- WHAT TO PRODUCE:
Write out the data below in full. Keep it exact.

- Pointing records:
───

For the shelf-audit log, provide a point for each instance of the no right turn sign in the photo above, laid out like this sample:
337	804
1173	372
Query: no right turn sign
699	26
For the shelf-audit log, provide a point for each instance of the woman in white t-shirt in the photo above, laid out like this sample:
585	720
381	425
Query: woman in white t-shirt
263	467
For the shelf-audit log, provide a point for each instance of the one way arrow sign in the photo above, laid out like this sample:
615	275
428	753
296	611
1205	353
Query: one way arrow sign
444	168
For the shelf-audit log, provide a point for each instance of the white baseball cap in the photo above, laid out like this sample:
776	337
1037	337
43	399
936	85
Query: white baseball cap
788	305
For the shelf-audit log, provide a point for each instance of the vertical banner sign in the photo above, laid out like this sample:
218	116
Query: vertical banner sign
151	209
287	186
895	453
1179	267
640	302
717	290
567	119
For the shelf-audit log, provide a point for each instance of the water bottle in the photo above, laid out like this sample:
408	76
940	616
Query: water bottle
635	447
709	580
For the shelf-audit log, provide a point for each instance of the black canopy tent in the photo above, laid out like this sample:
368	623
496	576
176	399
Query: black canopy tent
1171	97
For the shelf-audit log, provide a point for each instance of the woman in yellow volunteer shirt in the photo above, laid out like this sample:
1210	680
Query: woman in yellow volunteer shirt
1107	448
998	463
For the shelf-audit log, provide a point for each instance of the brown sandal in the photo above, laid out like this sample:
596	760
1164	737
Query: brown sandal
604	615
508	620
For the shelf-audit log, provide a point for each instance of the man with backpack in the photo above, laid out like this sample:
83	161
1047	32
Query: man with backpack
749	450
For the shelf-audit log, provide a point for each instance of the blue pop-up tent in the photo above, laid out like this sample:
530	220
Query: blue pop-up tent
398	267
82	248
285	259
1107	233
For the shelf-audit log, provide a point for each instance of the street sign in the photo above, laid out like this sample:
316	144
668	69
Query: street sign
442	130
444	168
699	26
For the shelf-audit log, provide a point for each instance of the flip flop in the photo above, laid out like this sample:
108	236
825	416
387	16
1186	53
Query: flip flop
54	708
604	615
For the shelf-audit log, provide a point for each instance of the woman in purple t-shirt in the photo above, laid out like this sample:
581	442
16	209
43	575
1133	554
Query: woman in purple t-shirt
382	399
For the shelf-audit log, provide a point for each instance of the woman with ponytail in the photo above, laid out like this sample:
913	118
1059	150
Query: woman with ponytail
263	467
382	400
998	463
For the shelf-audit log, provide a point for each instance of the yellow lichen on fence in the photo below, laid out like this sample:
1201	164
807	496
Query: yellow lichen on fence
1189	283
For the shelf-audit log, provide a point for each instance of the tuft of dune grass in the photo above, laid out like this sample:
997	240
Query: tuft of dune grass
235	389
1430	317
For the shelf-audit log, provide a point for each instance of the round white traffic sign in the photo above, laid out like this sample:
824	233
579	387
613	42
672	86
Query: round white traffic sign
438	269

───

- RESULT OF THIS EXERCISE:
For the shelf-audit log, provide a point for each instance of the no right turn sign in the photo above, laid out like this sample:
337	804
1173	372
Query: no right turn sign
699	26
For the shelf-audit log, provide a point for each instance of the woman in white t-shirt in the photo above, laid out like this sample:
585	720
381	425
Query: woman in white t-shirt
263	467
For the shelf-audit log, provide a point for each instance of the one way arrow sign in the photo above, laid out like this sample:
615	275
428	753
296	611
1205	353
Query: one way arrow sign
444	168
For the shelf-audit log, provide a point for each instance of the white baseball cap in the photo above, laid out like this sample:
776	337
1037	337
43	399
936	85
Query: white baseball cap
788	305
For the shelf-audit log, provide a point for each instance of the vertical banner sign in the photo above, laid out like this sample:
218	116
Query: vertical banner sign
151	209
287	186
895	453
1179	267
640	302
717	290
567	119
For the shelf-audit log, provide a point for each instance of the water bottle in the photo above, laid out like this sample:
408	76
940	616
Query: water bottle
635	447
709	580
For the shelf-audit log, provide a point for each instance of the black canopy tent in the photo above, laid out like this sample:
368	623
496	576
176	399
Query: black canopy tent
1171	97
For the shelf-audit log, provide a point for each instance of the woman in yellow volunteer shirt in the photo above, laid out like this sample:
1210	680
Query: woman in yellow volunteer shirt
1107	448
998	463
For the shelf-audit log, provide a point for each instance of the brown sandal in the photo above, laid out like this sample:
596	760
1164	737
Query: brown sandal
604	615
508	620
For the shelf-audit log, provide a point for each instance of the man with backpack in the photo above, laid out like this sample:
83	161
1047	32
Query: man with backpack
749	450
For the shelf-audit log, provide a point for each instance of the blue pop-up tent in the photo above, laid out like this sample:
530	220
Query: blue pop-up tent
398	267
82	248
285	259
1107	233
For the shelf-audit log, provide a point for each instance of the street sign in the photo above, laid out like this sample:
316	144
668	69
Query: street sign
442	130
444	168
699	26
For the shelf-audit log, provide a point for each instance of the flip flop in the photo above, laid out like this sample:
108	236
825	416
387	16
1186	53
Query: flip flop
54	708
604	615
For the shelf-audit log, provide a point for each instance of the woman in purple t-shirt in the photo above, laid out like this sample:
581	442
16	209
43	575
1133	554
Query: woman in purple t-shirt
382	399
For the shelf-audit log, provide a point for each instance of the woman with ponytail in the photo above, laid out like this sample:
913	118
1059	150
Query: woman with ponytail
263	467
382	400
998	463
For the shelf-audit log, provide a point for each instance of the yellow lichen on fence in the photo below, laid out like this sample:
1201	164
807	496
Query: yellow lichen on fence
1189	283
For the shelf-audit log, provide a point for each instance of the tuft of dune grass in the photo above, laid out like this sample:
997	240
Query: tuft of dune grass
235	389
1430	317
For the shelf-audit log, provide a point for each instance of the round white traffic sign in the photo above, laid out like this sample:
824	233
579	387
613	42
672	86
Query: round white traffic sign
438	269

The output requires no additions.